Segment Open

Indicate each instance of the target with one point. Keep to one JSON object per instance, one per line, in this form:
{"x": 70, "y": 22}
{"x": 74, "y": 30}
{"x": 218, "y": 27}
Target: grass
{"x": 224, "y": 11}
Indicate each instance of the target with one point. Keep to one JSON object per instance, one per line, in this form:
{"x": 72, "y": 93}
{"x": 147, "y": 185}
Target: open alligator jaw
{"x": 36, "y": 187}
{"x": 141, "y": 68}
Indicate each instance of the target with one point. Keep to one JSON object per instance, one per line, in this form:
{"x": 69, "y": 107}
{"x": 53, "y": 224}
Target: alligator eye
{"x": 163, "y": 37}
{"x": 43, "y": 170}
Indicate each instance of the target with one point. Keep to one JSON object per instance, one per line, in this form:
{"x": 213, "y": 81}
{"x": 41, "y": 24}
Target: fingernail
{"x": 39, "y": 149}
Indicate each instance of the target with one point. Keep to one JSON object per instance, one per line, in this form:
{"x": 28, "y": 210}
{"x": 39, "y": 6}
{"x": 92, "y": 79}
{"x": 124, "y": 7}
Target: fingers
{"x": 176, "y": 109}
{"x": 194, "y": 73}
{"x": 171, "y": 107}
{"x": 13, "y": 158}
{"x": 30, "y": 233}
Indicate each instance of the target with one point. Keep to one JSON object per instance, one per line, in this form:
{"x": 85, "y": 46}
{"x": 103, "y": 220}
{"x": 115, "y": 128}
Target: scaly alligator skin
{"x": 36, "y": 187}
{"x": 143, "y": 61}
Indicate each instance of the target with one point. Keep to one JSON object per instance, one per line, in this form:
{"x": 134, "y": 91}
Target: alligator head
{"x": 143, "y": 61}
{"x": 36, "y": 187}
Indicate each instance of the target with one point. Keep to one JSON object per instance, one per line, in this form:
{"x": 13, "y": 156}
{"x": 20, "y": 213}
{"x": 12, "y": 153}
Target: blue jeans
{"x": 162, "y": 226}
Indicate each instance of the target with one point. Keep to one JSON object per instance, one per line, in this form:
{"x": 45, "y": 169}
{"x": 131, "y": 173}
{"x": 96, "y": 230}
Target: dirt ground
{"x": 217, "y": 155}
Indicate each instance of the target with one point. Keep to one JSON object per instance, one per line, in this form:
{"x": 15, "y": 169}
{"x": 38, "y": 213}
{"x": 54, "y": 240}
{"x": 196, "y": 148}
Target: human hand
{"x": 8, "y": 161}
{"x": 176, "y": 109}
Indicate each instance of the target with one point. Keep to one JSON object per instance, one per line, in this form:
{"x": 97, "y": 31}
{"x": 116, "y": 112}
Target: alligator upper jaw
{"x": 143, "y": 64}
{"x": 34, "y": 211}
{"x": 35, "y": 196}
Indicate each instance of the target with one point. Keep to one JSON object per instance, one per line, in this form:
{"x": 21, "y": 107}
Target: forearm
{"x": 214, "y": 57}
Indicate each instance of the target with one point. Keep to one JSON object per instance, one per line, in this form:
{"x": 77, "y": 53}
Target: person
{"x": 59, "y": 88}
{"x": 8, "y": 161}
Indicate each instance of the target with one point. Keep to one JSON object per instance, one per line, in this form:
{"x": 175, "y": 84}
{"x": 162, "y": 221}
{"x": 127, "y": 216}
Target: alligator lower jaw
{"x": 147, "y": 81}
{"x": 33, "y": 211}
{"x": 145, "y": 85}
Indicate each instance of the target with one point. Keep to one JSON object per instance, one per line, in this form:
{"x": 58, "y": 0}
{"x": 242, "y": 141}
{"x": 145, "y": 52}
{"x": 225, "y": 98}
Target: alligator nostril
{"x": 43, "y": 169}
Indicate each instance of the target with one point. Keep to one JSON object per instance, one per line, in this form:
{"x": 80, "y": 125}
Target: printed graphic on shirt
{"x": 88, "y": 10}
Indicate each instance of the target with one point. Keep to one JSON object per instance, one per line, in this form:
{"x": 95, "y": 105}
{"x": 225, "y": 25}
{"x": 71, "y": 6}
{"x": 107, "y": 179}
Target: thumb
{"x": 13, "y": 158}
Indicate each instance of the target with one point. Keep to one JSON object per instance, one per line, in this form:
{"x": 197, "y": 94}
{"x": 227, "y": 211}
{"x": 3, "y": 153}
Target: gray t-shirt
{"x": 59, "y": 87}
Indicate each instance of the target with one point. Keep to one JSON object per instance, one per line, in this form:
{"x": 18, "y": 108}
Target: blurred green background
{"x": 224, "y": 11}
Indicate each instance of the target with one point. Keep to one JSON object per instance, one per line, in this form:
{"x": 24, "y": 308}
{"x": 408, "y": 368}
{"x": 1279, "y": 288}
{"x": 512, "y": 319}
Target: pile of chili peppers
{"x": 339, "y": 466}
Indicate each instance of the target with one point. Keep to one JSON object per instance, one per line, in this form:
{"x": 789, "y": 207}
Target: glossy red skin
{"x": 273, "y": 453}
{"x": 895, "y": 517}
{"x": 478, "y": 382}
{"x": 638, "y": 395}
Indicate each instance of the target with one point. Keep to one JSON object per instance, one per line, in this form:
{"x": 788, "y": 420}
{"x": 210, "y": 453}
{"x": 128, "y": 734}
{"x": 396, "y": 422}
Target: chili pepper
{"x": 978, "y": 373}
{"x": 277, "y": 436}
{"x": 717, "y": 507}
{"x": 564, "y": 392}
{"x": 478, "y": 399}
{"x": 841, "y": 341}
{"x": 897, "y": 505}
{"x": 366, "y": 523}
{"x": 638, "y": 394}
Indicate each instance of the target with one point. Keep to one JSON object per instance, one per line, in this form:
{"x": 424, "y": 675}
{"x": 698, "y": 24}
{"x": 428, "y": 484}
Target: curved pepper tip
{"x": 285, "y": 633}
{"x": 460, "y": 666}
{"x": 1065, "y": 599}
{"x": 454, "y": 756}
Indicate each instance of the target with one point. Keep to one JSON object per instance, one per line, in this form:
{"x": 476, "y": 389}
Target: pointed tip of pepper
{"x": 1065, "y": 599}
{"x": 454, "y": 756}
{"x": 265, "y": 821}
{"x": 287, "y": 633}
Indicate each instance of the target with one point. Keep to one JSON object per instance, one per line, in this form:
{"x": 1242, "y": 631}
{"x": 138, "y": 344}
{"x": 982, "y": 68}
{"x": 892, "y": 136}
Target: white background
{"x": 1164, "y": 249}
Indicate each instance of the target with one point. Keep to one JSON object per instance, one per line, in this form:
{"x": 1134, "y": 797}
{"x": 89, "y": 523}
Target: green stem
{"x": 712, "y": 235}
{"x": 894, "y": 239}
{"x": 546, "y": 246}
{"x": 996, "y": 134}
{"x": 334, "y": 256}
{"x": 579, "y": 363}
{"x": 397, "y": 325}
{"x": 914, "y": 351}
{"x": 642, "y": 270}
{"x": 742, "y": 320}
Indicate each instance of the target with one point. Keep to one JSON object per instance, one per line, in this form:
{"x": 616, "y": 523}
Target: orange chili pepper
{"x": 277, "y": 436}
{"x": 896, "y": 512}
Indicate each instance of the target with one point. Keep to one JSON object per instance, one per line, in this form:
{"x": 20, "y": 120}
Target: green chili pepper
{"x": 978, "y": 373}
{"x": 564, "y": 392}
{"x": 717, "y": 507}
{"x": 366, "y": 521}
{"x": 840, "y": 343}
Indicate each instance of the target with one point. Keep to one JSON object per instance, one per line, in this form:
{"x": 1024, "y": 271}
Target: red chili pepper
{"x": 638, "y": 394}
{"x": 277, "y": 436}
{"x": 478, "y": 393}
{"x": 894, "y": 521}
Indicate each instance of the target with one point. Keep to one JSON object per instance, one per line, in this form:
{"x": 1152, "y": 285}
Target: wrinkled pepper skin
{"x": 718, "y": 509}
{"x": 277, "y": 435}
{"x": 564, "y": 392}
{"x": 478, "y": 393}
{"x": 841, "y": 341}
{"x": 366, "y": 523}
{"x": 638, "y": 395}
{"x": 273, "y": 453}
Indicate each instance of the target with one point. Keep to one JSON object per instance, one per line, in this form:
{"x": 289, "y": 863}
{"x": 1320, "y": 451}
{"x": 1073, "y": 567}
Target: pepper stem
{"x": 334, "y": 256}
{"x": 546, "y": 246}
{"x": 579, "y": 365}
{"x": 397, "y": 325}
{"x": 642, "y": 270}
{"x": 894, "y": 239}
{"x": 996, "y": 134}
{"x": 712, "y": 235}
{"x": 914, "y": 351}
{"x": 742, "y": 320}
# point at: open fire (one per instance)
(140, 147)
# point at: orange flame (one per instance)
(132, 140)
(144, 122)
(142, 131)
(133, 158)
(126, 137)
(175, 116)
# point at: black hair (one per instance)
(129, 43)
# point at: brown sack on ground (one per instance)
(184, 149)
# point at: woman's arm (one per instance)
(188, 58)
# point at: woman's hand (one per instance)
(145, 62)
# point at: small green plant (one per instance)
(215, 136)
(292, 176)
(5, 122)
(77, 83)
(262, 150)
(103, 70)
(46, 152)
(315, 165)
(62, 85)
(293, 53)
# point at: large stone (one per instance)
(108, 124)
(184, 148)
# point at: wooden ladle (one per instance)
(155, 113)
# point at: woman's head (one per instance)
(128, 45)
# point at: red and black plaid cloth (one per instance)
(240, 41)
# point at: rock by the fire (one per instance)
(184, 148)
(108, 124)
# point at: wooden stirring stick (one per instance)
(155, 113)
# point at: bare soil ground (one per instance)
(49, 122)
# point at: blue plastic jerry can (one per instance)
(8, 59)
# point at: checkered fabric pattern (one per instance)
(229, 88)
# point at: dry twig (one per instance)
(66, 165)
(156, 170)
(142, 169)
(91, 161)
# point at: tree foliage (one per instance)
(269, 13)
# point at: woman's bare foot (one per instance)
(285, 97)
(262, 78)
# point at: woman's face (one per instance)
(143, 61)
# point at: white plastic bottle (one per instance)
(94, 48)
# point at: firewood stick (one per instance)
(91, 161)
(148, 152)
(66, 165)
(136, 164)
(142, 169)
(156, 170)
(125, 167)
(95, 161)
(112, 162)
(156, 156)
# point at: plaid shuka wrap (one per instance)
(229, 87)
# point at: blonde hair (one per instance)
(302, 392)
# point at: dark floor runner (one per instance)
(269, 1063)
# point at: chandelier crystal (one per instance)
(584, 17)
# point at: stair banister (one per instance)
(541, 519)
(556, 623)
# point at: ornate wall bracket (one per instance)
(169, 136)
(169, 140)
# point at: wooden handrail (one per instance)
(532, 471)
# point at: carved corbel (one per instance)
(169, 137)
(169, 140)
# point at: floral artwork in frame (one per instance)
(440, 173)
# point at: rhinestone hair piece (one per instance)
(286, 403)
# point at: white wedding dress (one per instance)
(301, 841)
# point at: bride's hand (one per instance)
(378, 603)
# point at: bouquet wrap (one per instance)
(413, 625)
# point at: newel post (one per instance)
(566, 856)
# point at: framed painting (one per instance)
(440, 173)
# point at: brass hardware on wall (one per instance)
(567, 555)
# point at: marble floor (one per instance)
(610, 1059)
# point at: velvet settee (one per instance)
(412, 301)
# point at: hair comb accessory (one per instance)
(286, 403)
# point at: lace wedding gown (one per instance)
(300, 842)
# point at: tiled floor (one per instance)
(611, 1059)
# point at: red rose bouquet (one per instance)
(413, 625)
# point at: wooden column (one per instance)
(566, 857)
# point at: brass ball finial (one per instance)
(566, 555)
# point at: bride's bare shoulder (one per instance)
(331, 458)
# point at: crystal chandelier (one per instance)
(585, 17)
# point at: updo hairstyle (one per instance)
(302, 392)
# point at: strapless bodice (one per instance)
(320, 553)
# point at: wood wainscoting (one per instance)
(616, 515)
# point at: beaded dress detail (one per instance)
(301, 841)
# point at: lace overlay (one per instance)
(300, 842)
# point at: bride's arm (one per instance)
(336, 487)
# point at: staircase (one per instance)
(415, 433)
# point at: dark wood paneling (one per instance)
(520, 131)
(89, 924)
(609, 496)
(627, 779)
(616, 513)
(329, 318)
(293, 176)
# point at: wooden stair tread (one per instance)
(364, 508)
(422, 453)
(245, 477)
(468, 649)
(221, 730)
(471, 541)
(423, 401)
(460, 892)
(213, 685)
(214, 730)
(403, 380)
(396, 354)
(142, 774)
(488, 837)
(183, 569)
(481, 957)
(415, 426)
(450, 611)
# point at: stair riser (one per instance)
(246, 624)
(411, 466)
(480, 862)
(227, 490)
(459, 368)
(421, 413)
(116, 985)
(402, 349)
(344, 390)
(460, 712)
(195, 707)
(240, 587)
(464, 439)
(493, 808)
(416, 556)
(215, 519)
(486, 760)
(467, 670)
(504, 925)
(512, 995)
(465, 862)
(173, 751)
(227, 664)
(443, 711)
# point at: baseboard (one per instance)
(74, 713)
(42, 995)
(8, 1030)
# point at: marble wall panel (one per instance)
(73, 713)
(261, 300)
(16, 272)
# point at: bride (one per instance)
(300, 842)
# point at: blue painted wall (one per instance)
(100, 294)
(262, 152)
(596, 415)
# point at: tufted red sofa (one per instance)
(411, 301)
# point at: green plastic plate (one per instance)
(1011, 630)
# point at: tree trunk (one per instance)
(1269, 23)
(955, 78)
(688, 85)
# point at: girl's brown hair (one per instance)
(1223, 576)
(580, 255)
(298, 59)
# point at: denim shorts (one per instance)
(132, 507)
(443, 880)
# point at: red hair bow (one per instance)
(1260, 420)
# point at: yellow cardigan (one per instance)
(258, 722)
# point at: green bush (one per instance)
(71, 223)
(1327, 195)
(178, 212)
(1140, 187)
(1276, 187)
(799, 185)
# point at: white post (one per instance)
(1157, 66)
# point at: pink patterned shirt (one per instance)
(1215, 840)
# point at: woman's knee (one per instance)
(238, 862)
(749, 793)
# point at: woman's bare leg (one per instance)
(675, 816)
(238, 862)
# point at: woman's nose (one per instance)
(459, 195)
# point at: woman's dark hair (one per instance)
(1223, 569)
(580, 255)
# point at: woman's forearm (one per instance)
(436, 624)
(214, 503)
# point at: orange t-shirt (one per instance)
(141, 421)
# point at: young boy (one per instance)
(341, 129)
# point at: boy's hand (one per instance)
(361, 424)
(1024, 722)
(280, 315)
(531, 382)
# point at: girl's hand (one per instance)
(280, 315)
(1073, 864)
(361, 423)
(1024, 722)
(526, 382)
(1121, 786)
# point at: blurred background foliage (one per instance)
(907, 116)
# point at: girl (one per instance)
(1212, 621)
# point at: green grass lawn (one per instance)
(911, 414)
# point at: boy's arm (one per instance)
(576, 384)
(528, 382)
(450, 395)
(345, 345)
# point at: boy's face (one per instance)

Segment Closed

Look above for the line that contains "# point at: woman's dark". That line and every line after it through the end of the data must be written out exactly, with nothing else.

ANSWER FOR THE TASK ->
# point at: woman's dark hair (one per instance)
(1223, 569)
(580, 255)
# point at: woman's forearm (one per instance)
(436, 624)
(214, 503)
# point at: orange t-shirt (one per instance)
(141, 421)
# point at: young boy (one per instance)
(341, 129)
# point at: boy's hand (one per instance)
(361, 424)
(1024, 722)
(280, 315)
(531, 382)
# point at: girl's hand (one per instance)
(280, 315)
(1073, 864)
(361, 423)
(1024, 722)
(526, 382)
(1121, 786)
# point at: blurred background foliage (one per instance)
(907, 116)
# point at: girl (one per instance)
(1212, 621)
# point at: green grass lawn (one per instance)
(911, 414)
# point at: boy's arm (one per instance)
(576, 384)
(528, 382)
(450, 395)
(345, 345)
# point at: boy's face (one per instance)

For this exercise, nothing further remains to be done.